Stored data
________

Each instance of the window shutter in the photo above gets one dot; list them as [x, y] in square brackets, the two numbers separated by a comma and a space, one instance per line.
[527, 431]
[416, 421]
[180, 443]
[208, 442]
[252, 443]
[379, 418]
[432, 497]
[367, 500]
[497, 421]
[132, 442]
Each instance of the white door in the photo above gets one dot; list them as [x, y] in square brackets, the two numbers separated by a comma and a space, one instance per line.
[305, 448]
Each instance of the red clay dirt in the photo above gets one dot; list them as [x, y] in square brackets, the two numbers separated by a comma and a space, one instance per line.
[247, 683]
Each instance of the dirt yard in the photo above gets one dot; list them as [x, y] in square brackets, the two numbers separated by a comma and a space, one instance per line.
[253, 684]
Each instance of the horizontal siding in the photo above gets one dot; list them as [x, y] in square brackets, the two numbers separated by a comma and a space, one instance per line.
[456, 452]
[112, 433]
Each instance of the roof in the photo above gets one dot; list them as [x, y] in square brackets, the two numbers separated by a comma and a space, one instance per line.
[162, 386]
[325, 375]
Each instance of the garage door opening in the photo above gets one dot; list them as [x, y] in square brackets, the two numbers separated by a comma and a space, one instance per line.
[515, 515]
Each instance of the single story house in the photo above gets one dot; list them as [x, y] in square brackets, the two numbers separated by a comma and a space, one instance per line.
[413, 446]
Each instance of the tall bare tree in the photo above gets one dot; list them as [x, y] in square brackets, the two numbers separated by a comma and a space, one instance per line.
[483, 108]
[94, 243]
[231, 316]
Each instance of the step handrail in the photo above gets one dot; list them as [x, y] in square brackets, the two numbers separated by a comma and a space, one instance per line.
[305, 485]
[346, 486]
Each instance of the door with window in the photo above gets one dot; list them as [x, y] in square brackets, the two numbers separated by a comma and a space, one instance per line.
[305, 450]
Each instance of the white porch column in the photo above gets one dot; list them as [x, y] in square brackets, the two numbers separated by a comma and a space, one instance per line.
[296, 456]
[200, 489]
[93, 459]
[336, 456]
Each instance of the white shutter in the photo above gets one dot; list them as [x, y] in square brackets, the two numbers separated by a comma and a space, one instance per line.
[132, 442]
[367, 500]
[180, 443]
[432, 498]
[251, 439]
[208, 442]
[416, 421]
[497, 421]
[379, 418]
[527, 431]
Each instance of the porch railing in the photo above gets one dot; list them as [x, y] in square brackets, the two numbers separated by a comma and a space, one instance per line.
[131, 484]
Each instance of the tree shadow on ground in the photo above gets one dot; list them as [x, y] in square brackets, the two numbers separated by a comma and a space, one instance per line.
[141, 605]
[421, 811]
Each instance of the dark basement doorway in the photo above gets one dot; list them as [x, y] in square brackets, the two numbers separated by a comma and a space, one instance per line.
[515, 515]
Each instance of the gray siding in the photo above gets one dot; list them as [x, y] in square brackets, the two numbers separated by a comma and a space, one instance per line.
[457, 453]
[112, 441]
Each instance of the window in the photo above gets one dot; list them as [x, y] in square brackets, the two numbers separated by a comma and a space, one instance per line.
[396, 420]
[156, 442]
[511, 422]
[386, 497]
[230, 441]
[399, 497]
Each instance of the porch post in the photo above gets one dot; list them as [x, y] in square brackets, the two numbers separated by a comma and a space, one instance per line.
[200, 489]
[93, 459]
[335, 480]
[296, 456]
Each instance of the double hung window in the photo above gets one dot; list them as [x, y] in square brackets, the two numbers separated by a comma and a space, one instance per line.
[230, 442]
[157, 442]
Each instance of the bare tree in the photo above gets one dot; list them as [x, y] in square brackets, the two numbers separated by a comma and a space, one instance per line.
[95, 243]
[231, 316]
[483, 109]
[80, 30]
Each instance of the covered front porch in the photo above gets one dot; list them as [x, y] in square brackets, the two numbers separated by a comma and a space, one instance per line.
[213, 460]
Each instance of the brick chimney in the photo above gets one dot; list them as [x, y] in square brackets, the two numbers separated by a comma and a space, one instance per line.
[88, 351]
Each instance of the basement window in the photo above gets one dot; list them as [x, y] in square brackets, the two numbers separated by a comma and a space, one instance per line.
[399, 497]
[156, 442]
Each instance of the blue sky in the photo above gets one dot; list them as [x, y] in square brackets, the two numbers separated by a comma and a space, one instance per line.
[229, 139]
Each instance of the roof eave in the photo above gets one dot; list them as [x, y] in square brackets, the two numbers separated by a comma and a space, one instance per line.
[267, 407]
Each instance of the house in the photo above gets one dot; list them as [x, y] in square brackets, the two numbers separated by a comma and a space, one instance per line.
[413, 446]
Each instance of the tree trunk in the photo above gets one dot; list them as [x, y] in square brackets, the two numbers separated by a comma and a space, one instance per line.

________

YOUR OBJECTIVE
Extract each entry in full and write it down exactly.

OUTPUT OF THE EXERCISE
Each instance of the window shutter in the photo above gets one dot; list them as [x, y] in square brackets, the two numbers separated by a comma and a space, one instance per line.
[527, 431]
[416, 421]
[180, 443]
[208, 442]
[252, 443]
[379, 418]
[432, 497]
[367, 500]
[497, 421]
[132, 442]
Each instance of the white door in the photo above gets one dot; list them as [x, y] in square brackets, the two numbers separated by a comma and a space, one instance per line.
[305, 448]
Each instance of the red clay dirt in the photo above gets one dot; list them as [x, y] in square brackets, the two numbers separated by a comma and a space, one instance per line.
[247, 683]
Each instance of the dirt yard in the photo above gets one dot; list them as [x, y] in square brackets, the two numbers separated by a comma and a space, one instance per line.
[253, 684]
Each instance of the horizontal siding in the photo above gets one dot; list them as [x, y] in square brackets, the two numbers separated by a comma and a space, one instance per line.
[456, 452]
[112, 433]
Each instance of the roof in the photo above gets one dot; list them as [x, y] in square brackets, the two numbers separated by a comma and a space, one instance per line.
[162, 386]
[325, 375]
Each instance of the garage door opening in the photo above gets one dot; list them as [x, y] in square brackets, the two numbers separated by a comma and a space, one instance per line.
[515, 515]
Each instance of the single story house in the photo above gets one dot; list them as [x, y] in square brackets, the two numbers separated by a comma and a space, one instance per line.
[413, 446]
Each instance of the tall bare tree in the photo above gets one dot; list them as [x, y] in square brackets, the two numbers separated by a comma and a space, one instance per line.
[483, 108]
[94, 243]
[231, 316]
Each instance of the step handrail in the photo above gets one dot; list them as [x, y] in square brackets, the two numbers separated by a comma and a space, one instance per line.
[305, 485]
[346, 486]
Each instance of the door with window in the photo above gets one dot; list them as [x, y] in square brackets, the two numbers separated by a comma and a space, one instance per line.
[305, 450]
Each instance of the white porch column in the photo above gets one dot; list them as [x, y] in square brackets, the two numbers separated by a comma and a space, one instance per line.
[296, 456]
[200, 489]
[93, 459]
[336, 456]
Each instance of the white shutter in the photo above gets one dot; list them as [x, y] in square brackets, the two numbers separated by a comma and a space, one instance per line.
[132, 442]
[367, 500]
[180, 443]
[432, 498]
[251, 439]
[208, 442]
[416, 421]
[497, 421]
[379, 418]
[527, 431]
Each instance of the porch railing in the photo above gets one dot; list them as [x, y] in square brackets, the two numbers separated by a comma and a space, one instance per line.
[131, 484]
Each instance of the tree shadow on ground in the photo above gets one dot; list them as [x, y] in square brackets, the two numbers separated by a comma and a space, one instance per line.
[141, 605]
[421, 811]
Each instance of the dark basement doorway in the photo above gets one dot; list them as [x, y] in square brackets, the two numbers separated by a comma and a space, one instance per line.
[515, 515]
Each instance of the gray siding in the photo above gets one dot; list them as [x, y] in square brackets, the two numbers separated by a comma and a space, one instance per line.
[457, 453]
[112, 441]
Each instance of the window in the photo above gets one dot; list them as [x, y] in square brackets, the two numbers separated by a comma and a space, one instance per line.
[396, 420]
[156, 442]
[511, 422]
[386, 497]
[230, 441]
[399, 497]
Each instance of the porch post in the photo above gets one dot; list them as [x, y] in square brackets, the two numbers separated by a comma and a space, one instance per line.
[200, 489]
[93, 459]
[335, 480]
[296, 456]
Each instance of the double hung window in the photo above gets one dot; list them as [x, y] in square brackets, the two numbers separated by a comma and a space, one instance per line.
[230, 442]
[157, 442]
Each instance of the bare tree in the photo above gets one dot; list them as [x, y] in square brackets, the two numbers separated by a comma and a space, one instance per line.
[95, 243]
[231, 316]
[483, 109]
[80, 30]
Each instance of the covered front porch in the photo above gets one dot; list them as [x, y] in square brackets, the two numbers separated by a comma and a space, one instance per line.
[213, 460]
Each instance of the brick chimney in the photo above gets one dot; list them as [x, y] in square brackets, the two numbers separated by a comma and a space, one instance per line.
[88, 351]
Each instance of the basement window in the photo above gets one dot; list them as [x, y] in square brackets, the two numbers separated by a comma and a space, one instance per line.
[399, 497]
[156, 442]
Each instance of the blue sky in the photo above gets one dot; list them as [x, y] in square brackets, the two numbers separated by a comma and a space, one instance per line.
[229, 139]
Each instance of the roof eave in the photo above gets one dot; list them as [x, y] in square brackets, the two numbers separated by a comma and a space, one instance per line.
[267, 407]
Each instance of the house in the photo above gets one dot; list them as [x, y] in square brackets, the two numbers separated by a comma and a space, one instance per line.
[413, 446]
Each instance of the tree trunk in the photo above gets one dot; list them as [x, y] in square brackets, the two numbers separated by a comma and a space, one instance per line.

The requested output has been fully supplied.